| What to do |
Count the lines in the rows below that contain the string "reflection", treating uppercase and lowercase as different. Reply with the number alone.
··· Working data
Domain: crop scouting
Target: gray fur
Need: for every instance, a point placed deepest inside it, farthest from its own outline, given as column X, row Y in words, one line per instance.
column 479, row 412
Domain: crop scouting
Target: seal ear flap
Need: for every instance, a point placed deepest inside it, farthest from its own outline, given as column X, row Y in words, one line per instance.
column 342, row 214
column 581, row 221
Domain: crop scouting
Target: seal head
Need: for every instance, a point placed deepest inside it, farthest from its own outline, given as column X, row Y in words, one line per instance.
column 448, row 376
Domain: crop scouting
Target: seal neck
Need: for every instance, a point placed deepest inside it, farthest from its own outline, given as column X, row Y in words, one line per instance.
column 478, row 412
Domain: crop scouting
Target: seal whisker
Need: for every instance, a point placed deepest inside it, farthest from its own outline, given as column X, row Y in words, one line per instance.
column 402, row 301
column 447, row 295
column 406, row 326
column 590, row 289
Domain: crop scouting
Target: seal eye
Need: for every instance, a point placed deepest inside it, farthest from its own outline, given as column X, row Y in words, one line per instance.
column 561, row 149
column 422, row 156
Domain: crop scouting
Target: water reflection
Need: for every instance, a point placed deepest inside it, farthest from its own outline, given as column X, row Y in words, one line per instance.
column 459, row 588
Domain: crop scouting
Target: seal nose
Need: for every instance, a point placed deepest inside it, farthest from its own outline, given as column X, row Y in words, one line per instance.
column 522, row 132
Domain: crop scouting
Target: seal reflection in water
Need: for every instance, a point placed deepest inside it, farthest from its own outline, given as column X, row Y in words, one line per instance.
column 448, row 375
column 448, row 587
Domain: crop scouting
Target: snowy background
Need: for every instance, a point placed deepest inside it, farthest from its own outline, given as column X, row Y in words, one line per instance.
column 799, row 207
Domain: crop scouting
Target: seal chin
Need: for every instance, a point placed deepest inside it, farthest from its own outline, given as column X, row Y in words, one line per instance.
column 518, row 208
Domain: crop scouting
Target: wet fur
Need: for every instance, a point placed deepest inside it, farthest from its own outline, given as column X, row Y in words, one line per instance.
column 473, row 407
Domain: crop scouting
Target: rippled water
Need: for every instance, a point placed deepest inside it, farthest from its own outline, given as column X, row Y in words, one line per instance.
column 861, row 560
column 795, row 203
······
··· Working data
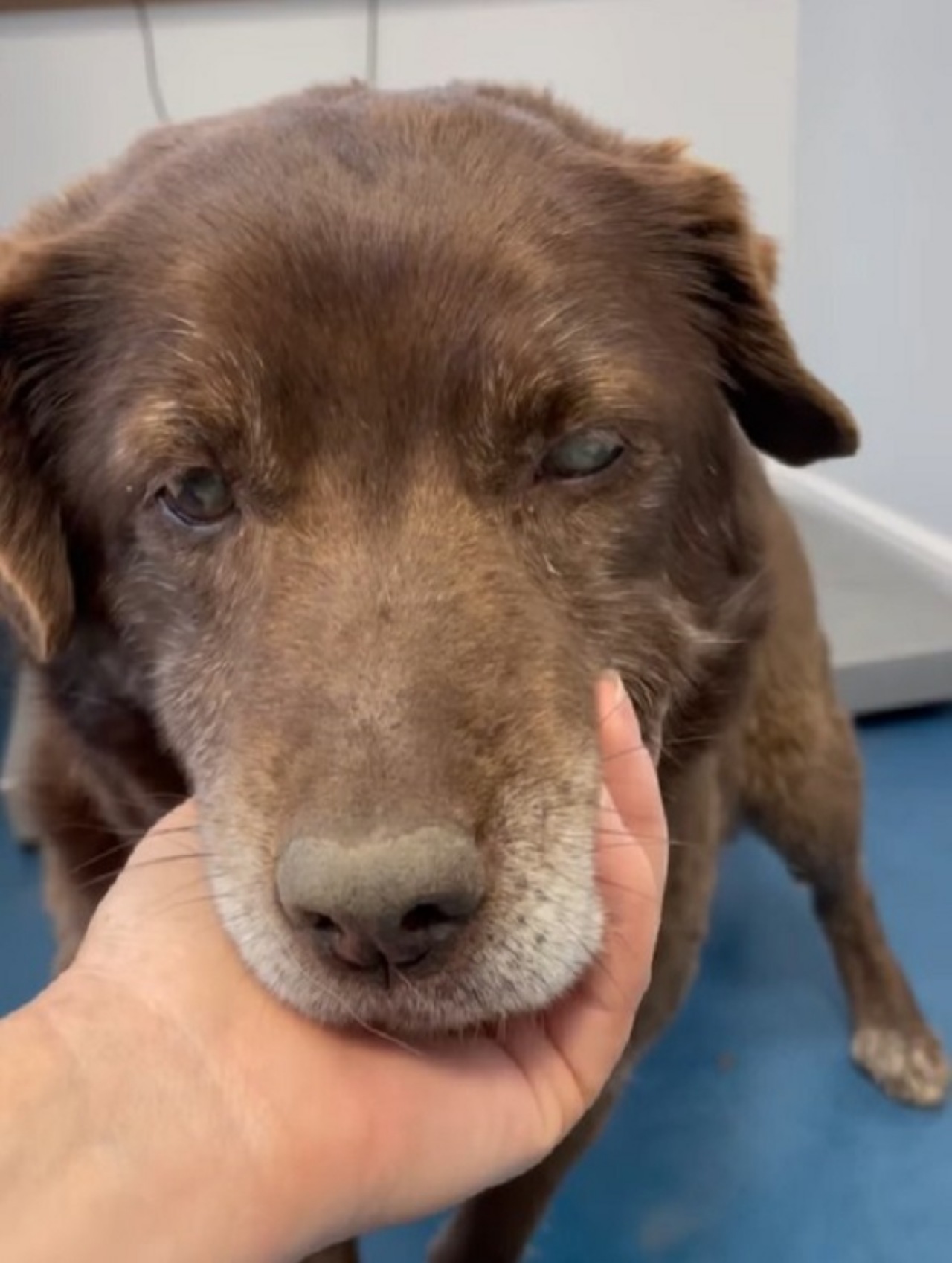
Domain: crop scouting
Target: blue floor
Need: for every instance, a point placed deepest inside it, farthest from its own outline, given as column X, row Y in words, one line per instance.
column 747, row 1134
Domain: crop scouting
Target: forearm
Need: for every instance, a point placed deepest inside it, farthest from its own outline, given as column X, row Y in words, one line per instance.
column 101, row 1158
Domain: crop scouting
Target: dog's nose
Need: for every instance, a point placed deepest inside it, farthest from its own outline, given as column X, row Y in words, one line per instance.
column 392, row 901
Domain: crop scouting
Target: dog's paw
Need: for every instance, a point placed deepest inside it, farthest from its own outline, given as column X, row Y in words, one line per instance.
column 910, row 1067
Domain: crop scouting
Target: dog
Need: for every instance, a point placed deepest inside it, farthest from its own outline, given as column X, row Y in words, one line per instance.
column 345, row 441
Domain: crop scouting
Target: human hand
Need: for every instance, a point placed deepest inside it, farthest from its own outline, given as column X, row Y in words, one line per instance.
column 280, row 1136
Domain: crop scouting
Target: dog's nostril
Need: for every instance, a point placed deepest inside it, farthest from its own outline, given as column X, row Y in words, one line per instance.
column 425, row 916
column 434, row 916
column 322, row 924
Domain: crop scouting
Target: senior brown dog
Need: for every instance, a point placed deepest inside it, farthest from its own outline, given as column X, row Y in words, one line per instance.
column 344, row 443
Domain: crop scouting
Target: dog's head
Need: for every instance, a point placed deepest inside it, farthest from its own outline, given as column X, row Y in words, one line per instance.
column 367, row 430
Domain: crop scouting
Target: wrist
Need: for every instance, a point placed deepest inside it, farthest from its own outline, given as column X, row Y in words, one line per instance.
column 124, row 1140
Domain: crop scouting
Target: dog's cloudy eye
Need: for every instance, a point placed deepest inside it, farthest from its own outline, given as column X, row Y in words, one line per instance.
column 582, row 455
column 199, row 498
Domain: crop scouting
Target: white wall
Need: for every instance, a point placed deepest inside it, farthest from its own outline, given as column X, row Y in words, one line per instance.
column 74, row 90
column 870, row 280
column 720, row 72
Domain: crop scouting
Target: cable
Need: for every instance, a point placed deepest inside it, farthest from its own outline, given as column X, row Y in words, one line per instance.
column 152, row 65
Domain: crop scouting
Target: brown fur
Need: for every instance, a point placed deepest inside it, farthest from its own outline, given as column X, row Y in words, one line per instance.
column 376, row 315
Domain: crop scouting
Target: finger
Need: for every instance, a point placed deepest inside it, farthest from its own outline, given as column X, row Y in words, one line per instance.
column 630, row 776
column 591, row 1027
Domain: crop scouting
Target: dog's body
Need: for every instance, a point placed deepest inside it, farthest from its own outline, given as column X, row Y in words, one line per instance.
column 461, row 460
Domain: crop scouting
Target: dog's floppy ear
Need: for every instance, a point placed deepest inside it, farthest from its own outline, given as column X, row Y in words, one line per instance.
······
| Response to the task |
2